INFORMATION GIVEN
::::::
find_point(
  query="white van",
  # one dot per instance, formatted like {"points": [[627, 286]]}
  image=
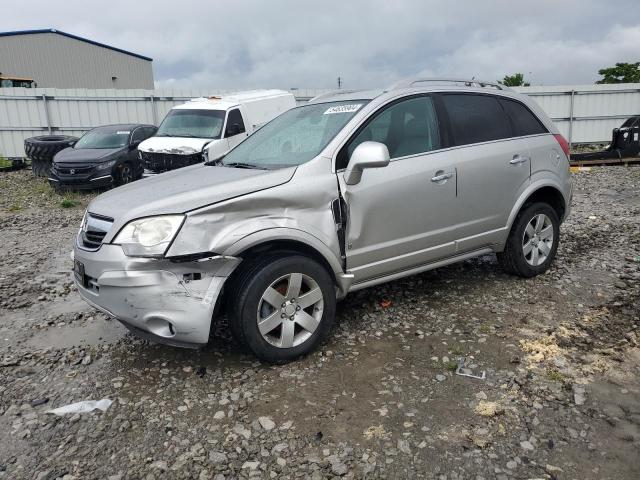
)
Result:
{"points": [[210, 127]]}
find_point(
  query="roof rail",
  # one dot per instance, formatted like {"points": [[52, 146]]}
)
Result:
{"points": [[331, 94], [410, 82]]}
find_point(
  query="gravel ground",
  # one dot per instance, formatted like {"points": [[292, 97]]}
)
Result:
{"points": [[561, 397]]}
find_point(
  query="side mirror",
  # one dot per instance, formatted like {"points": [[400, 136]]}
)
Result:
{"points": [[366, 155]]}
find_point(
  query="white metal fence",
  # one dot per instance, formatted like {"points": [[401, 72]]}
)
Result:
{"points": [[583, 113]]}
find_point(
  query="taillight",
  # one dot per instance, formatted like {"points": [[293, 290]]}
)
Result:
{"points": [[564, 145]]}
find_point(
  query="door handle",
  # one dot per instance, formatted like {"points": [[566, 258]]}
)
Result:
{"points": [[517, 159], [442, 177]]}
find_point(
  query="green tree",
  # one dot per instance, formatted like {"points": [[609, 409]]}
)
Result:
{"points": [[621, 73], [515, 80]]}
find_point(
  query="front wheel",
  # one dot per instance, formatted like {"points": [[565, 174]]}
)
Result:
{"points": [[533, 241], [283, 307], [124, 174]]}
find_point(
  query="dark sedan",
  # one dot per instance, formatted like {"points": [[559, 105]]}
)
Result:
{"points": [[104, 156]]}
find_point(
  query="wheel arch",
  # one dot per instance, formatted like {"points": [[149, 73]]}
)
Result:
{"points": [[544, 192], [289, 240]]}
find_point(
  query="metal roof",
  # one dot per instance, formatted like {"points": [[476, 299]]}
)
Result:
{"points": [[75, 37]]}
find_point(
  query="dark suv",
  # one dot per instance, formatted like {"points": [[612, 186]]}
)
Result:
{"points": [[102, 157]]}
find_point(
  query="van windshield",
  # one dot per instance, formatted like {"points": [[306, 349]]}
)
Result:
{"points": [[295, 137], [192, 123]]}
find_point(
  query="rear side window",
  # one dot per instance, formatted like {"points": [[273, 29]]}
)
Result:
{"points": [[476, 118], [525, 122]]}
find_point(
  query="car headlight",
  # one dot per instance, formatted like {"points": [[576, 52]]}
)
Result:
{"points": [[148, 237], [105, 165]]}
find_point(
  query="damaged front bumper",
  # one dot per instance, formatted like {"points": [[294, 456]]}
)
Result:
{"points": [[165, 301]]}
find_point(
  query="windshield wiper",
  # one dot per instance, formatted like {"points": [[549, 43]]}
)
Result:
{"points": [[243, 165]]}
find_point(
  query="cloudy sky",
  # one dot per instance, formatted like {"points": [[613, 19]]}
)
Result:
{"points": [[246, 44]]}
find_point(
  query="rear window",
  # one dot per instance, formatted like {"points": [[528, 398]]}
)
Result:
{"points": [[525, 122], [476, 118]]}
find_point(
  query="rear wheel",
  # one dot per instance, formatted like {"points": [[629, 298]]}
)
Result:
{"points": [[533, 241], [283, 307]]}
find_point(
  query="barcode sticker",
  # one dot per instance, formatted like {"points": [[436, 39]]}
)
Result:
{"points": [[343, 109]]}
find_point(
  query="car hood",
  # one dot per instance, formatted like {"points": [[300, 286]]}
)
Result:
{"points": [[182, 190], [177, 145], [83, 155]]}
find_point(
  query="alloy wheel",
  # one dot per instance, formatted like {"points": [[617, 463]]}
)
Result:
{"points": [[537, 240], [290, 310]]}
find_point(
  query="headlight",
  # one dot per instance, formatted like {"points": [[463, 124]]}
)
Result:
{"points": [[148, 237], [105, 165]]}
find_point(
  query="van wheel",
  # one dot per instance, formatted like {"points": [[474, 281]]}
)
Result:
{"points": [[533, 241], [283, 307]]}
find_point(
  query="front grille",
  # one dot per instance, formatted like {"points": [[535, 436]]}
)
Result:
{"points": [[94, 229], [72, 169], [163, 162]]}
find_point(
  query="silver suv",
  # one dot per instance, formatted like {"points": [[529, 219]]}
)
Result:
{"points": [[348, 191]]}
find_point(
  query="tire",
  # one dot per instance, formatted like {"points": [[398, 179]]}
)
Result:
{"points": [[532, 245], [42, 149], [124, 174], [282, 339]]}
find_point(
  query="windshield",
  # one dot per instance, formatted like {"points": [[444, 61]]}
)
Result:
{"points": [[295, 137], [192, 123], [101, 138]]}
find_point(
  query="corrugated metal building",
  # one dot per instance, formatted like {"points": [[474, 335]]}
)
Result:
{"points": [[56, 59]]}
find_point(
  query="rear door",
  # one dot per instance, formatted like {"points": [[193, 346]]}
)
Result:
{"points": [[403, 215], [235, 130], [544, 150], [493, 165]]}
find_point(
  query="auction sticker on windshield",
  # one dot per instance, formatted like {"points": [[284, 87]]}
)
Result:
{"points": [[343, 109]]}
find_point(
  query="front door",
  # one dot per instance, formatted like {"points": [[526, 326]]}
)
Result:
{"points": [[402, 215]]}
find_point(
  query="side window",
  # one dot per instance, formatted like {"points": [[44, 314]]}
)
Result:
{"points": [[407, 128], [476, 118], [525, 122], [234, 118]]}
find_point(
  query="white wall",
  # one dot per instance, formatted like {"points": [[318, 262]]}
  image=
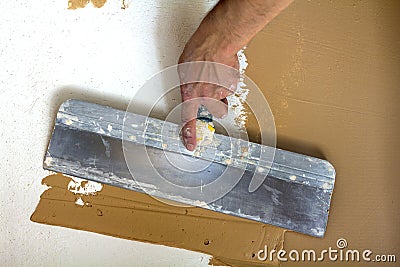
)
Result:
{"points": [[47, 55]]}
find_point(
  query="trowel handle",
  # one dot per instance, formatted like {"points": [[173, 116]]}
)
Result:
{"points": [[203, 114]]}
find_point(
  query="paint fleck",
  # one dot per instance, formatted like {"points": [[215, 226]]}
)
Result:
{"points": [[326, 186], [75, 4], [79, 201], [228, 161], [236, 103]]}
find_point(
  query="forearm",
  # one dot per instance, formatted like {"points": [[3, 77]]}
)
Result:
{"points": [[232, 24]]}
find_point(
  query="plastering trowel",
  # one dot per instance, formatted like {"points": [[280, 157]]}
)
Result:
{"points": [[144, 154]]}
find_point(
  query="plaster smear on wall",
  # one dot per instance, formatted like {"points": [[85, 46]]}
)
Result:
{"points": [[108, 210], [237, 114]]}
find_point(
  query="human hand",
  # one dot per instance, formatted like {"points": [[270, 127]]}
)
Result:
{"points": [[206, 81]]}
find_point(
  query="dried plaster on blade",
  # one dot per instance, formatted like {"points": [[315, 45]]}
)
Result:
{"points": [[236, 109]]}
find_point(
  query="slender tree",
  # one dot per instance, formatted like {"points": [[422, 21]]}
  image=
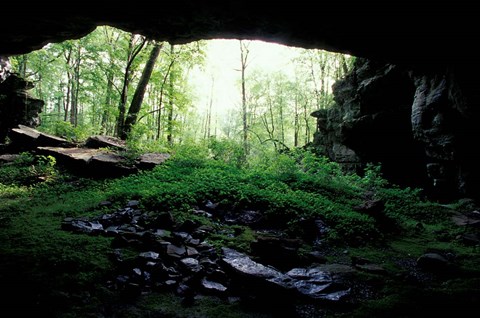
::::::
WHAT TO WORK ON
Output the records exactly. Drop the images.

EXERCISE ANSWER
find_point(
  query="white van",
  # one dot per instance, formatted like {"points": [[627, 286]]}
  image=
)
Result:
{"points": [[210, 127]]}
find_point(
  query="roof rail",
  # one dot per instance, formatted like {"points": [[52, 146]]}
)
Result:
{"points": [[331, 94], [410, 82]]}
find_point(
  query="gravel ground",
  # one dot per instance, formatted like {"points": [[292, 97]]}
)
Result:
{"points": [[561, 397]]}
find_point(
  query="side mirror",
  # one dot per instance, formatted like {"points": [[400, 136]]}
)
Result:
{"points": [[366, 155]]}
find_point(
  query="white metal fence",
  # one dot per instance, formatted like {"points": [[401, 72]]}
)
Result:
{"points": [[583, 113]]}
find_point(
  query="taillight",
  # one dot per instance, formatted like {"points": [[293, 290]]}
)
Result:
{"points": [[564, 145]]}
find_point(
  query="door handle",
  # one dot per instance, formatted like {"points": [[566, 258]]}
)
Result:
{"points": [[517, 159], [442, 177]]}
find_point(
  query="green tree",
  # one dot per instance, formatted like {"points": [[609, 409]]}
)
Result:
{"points": [[621, 73], [515, 80]]}
find_point(
  query="front wheel",
  # one dot per instance, formatted like {"points": [[565, 174]]}
)
Result:
{"points": [[533, 241], [283, 307], [124, 174]]}
find_point(
  query="dark sedan",
  # one dot per instance, formatted like {"points": [[559, 105]]}
)
Result:
{"points": [[104, 156]]}
find_point(
  query="wheel arch",
  # one dot per instance, formatted like {"points": [[149, 73]]}
)
Result:
{"points": [[544, 192], [289, 240]]}
find_point(
  query="metal roof",
  # one dot per instance, formatted like {"points": [[476, 299]]}
)
Result:
{"points": [[75, 37]]}
find_point(
  query="dark suv",
  # one dot per instance, formatted like {"points": [[612, 186]]}
)
Result:
{"points": [[102, 157]]}
find_point(
  query="van windshield",
  # one dot per instance, formatted like {"points": [[306, 349]]}
)
Result:
{"points": [[295, 137], [192, 123]]}
find_point(
  query="rear side window",
  # one dot per instance, formatted like {"points": [[273, 29]]}
)
Result:
{"points": [[476, 118], [525, 122]]}
find_point(
  query="car headlight",
  # one dot per instance, formatted like {"points": [[576, 52]]}
)
Result:
{"points": [[148, 237], [105, 165]]}
find_point(
  query="damaged front bumper",
  # one dot per instance, formatted like {"points": [[294, 456]]}
)
Result:
{"points": [[165, 301]]}
find_point(
  query="windshield wiper",
  # one dot per instance, formatted like {"points": [[549, 43]]}
)
Result:
{"points": [[243, 165]]}
find_point(
  query="cloudy sky",
  # one dot per instance, formatted like {"points": [[613, 19]]}
)
Result:
{"points": [[246, 44]]}
find_point(
  query="rear window",
  # one dot per instance, formatted like {"points": [[528, 398]]}
)
Result:
{"points": [[525, 122], [476, 118]]}
find_point(
  query="rear wheel",
  # one dot per instance, formatted like {"points": [[629, 298]]}
)
Result:
{"points": [[533, 241], [283, 307]]}
find_point(
  query="barcode sticker",
  # one dot per instance, formatted like {"points": [[436, 39]]}
)
Result:
{"points": [[343, 109]]}
find_point(
  query="car hood",
  # one dot per instance, formatted like {"points": [[300, 286]]}
)
Result:
{"points": [[182, 190], [177, 145], [83, 155]]}
find_point(
  query="alloy wheel",
  # one dot per instance, formatted like {"points": [[617, 463]]}
)
Result:
{"points": [[537, 240], [290, 310]]}
find_point(
  query="headlight",
  # one dot per instance, formatted like {"points": [[463, 124]]}
)
Result:
{"points": [[148, 237], [105, 165]]}
find_point(
  query="van wheel",
  # one dot per instance, formatted like {"points": [[474, 281]]}
)
Result:
{"points": [[533, 241], [283, 307]]}
find_point(
  query="front grille",
  # one dot per instance, formatted like {"points": [[535, 436]]}
)
Result:
{"points": [[94, 229], [72, 169], [163, 162]]}
find_point(
  query="silver suv",
  # one dot per instance, formatted like {"points": [[529, 219]]}
)
Result:
{"points": [[348, 191]]}
find_point(
  query="tire",
  # one dot per instance, formatted like {"points": [[398, 179]]}
)
Result:
{"points": [[532, 245], [42, 149], [124, 174], [282, 339]]}
find_point(
  query="windshield",
  # one dot per instance, formatted like {"points": [[444, 61]]}
)
Result:
{"points": [[295, 137], [192, 123], [101, 138]]}
find_point(
  query="corrugated metal building",
  # one dot per instance, formatted like {"points": [[474, 335]]}
)
Result:
{"points": [[56, 59]]}
find_point(
  query="rear door",
  # one dot per instance, formatted like {"points": [[193, 346]]}
)
Result:
{"points": [[403, 215], [235, 130], [544, 150], [493, 165]]}
find_point(
  query="auction sticker on windshield",
  # one dot per instance, formatted like {"points": [[284, 87]]}
)
Result:
{"points": [[343, 109]]}
find_point(
  query="front door",
  # one dot per instance, formatted like {"points": [[526, 326]]}
)
Result:
{"points": [[402, 215]]}
find_point(
  query="side window",
  # one dot per instance, formatted like {"points": [[44, 314]]}
)
Result:
{"points": [[407, 128], [476, 118], [525, 122], [234, 118]]}
find_point(
  query="white wall",
  # one dot per instance, formatted like {"points": [[318, 262]]}
  image=
)
Result:
{"points": [[47, 55]]}
find_point(
  query="trowel handle",
  # one dot per instance, formatted like {"points": [[173, 116]]}
)
Result:
{"points": [[203, 114]]}
find_point(
  query="paint fleck",
  # one dot per instance, formatted like {"points": [[215, 226]]}
)
Result:
{"points": [[326, 186], [75, 4], [79, 201], [228, 161], [236, 103]]}
find_point(
  query="forearm",
  # one dot per instance, formatted like {"points": [[3, 77]]}
)
Result:
{"points": [[232, 24]]}
find_point(
  query="plastering trowel",
  # one dot per instance, formatted like {"points": [[280, 157]]}
)
Result:
{"points": [[144, 154]]}
find_point(
  query="plaster smear on wall",
  # one dot per instance, formatted like {"points": [[85, 46]]}
)
Result:
{"points": [[108, 210], [237, 114]]}
find_point(
  query="human hand",
  # one dot per instance, formatted like {"points": [[270, 127]]}
)
Result:
{"points": [[206, 81]]}
find_point(
  query="dried plaster on blade",
  # one dot per instance, formatted like {"points": [[315, 45]]}
)
Result:
{"points": [[236, 109]]}
find_point(
  query="slender tree",
  # one dot per instance, formatted like {"points": [[422, 21]]}
  image=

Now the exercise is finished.